DATA FOR PROCESSING>
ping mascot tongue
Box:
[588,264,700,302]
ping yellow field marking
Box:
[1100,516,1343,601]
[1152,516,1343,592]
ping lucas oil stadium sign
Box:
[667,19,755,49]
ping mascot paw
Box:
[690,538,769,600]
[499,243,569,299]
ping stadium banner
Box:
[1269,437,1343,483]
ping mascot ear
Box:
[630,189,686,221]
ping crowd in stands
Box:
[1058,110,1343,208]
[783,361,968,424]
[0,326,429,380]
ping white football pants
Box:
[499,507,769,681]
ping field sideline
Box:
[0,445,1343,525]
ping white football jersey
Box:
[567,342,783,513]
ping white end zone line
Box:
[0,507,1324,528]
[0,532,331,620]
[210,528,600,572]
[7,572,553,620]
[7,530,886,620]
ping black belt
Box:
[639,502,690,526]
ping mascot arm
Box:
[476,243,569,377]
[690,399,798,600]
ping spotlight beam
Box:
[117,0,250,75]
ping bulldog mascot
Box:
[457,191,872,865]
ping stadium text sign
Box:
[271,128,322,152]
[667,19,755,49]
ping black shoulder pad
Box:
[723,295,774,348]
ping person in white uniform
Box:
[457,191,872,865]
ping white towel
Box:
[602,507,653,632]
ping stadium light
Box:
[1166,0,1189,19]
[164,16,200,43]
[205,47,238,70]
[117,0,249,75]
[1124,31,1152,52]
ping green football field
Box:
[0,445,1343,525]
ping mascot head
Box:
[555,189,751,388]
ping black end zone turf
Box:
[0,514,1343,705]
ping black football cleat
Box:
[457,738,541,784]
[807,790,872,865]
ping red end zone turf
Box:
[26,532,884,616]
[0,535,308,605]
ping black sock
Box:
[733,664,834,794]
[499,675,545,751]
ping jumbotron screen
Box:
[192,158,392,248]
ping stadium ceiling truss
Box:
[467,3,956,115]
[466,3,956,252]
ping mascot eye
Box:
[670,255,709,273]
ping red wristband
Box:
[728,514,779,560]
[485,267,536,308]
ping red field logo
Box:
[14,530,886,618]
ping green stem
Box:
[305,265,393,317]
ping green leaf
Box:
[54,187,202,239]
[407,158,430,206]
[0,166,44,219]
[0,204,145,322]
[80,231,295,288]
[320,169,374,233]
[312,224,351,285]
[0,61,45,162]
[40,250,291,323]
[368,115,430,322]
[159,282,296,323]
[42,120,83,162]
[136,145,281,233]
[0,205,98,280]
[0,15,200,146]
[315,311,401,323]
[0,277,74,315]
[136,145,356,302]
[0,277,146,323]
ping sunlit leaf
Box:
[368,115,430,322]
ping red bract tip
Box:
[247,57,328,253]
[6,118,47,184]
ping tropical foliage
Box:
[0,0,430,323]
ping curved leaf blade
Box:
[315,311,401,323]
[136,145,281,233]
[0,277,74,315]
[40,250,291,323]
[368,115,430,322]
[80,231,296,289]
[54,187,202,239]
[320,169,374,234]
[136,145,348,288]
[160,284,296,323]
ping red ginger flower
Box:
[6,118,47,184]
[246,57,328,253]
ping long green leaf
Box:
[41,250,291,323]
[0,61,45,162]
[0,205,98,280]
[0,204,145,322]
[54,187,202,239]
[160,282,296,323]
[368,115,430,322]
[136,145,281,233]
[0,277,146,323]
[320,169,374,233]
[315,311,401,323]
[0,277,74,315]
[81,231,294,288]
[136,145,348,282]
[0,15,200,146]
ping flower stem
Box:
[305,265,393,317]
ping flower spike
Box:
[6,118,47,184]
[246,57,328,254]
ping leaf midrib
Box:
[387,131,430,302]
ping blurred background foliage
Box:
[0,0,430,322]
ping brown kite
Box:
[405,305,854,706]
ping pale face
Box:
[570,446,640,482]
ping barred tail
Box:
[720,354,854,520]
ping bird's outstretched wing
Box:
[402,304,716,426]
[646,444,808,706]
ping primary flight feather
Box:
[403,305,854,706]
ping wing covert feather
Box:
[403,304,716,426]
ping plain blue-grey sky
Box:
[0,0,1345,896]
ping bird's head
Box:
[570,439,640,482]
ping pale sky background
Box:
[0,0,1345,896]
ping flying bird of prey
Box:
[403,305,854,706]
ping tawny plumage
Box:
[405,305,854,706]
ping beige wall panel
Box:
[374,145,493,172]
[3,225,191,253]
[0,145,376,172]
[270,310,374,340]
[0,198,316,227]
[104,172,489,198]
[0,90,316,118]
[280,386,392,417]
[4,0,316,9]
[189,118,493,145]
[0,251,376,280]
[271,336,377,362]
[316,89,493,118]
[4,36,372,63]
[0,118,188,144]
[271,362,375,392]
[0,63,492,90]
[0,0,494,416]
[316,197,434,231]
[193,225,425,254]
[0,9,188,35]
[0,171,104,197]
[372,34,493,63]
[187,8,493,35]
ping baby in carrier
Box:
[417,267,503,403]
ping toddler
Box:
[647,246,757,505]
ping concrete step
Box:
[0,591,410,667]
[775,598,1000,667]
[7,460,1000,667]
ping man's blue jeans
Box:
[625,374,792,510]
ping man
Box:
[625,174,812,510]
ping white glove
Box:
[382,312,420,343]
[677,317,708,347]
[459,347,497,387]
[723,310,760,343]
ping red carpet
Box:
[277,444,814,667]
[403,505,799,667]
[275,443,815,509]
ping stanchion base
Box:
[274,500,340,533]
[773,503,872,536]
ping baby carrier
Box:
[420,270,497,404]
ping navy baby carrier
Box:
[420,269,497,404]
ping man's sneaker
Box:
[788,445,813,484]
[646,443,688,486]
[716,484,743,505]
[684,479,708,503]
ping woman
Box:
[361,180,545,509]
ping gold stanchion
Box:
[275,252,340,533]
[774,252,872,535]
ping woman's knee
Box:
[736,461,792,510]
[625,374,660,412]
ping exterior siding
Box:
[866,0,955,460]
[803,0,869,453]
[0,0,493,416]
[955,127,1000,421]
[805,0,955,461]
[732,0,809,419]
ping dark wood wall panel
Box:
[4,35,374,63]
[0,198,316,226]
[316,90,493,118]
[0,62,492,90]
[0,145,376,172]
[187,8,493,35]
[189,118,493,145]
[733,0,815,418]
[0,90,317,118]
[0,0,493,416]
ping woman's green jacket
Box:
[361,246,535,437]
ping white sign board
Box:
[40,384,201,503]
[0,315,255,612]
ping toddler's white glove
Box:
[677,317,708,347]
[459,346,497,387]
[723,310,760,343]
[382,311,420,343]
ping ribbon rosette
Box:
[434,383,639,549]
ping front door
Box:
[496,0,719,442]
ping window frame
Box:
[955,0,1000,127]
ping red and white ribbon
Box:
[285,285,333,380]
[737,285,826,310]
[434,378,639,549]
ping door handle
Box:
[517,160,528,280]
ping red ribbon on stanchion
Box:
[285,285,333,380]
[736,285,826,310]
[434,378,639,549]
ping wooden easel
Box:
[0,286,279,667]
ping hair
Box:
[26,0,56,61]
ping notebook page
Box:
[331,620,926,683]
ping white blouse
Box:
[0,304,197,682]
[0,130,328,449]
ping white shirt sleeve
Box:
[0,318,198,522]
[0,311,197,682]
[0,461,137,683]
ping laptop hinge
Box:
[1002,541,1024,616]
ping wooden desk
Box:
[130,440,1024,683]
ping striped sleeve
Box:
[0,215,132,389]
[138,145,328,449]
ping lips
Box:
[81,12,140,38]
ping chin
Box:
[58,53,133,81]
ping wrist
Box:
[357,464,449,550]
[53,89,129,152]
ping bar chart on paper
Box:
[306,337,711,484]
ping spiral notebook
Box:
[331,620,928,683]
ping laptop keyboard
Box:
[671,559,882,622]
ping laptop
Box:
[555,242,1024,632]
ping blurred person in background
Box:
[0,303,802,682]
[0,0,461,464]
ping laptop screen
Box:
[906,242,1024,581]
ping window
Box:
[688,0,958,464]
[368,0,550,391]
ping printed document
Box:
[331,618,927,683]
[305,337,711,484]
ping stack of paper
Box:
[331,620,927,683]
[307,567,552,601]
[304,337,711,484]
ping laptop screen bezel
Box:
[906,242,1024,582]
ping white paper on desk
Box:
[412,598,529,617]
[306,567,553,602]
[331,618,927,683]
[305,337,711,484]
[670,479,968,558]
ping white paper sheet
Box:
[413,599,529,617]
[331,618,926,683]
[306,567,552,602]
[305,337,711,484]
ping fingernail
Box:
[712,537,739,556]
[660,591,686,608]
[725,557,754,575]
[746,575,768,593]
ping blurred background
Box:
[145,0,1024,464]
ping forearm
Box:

TO DO> Give back exactly the lines beginning at the one with "ping wooden easel" and ending at the final line of the material; both boundary lines belong in it.

SOLUTION TO THE PROBLEM>
ping wooden easel
Box:
[0,286,279,667]
ping hair
Box:
[26,0,56,61]
ping notebook page
Box:
[331,620,926,683]
ping white blouse
Box:
[0,304,197,682]
[0,130,328,449]
ping white shirt sleeve
Box:
[0,318,198,522]
[0,311,197,682]
[0,461,137,683]
ping laptop hinge
Box:
[1002,541,1024,616]
ping wooden desk
Box:
[130,440,1024,683]
ping striped sleeve
Box:
[0,215,132,389]
[138,145,328,449]
ping lips
Box:
[81,12,140,38]
ping chin
Box:
[58,53,133,81]
ping wrist
Box:
[357,464,449,550]
[53,89,129,152]
ping bar chart on paper
Box:
[306,337,711,484]
ping spiral notebook
Box:
[331,620,928,683]
ping laptop keyboard
Box:
[671,559,882,622]
ping laptop
Box:
[555,242,1024,632]
ping blurred person in background
Box:
[0,303,802,682]
[0,0,461,464]
ping laptop screen
Box:
[906,242,1024,581]
ping window
Box:
[688,0,958,464]
[368,0,550,391]
ping printed document
Box:
[331,618,927,683]
[305,337,711,484]
ping stack of paper
Box:
[331,620,927,683]
[307,567,552,601]
[304,337,711,484]
ping laptop screen bezel
Box:
[906,242,1024,582]
ping white paper on desk
Box:
[412,598,529,617]
[306,567,553,602]
[331,618,927,683]
[305,337,711,484]
[670,479,968,558]
ping white paper sheet
Box:
[413,599,529,617]
[331,618,926,683]
[306,567,552,602]
[305,337,711,484]
ping fingernail
Box:
[712,537,739,556]
[660,591,686,608]
[725,557,754,575]
[746,575,768,593]
ping blurred background
Box:
[145,0,1024,464]
ping forearm
Box:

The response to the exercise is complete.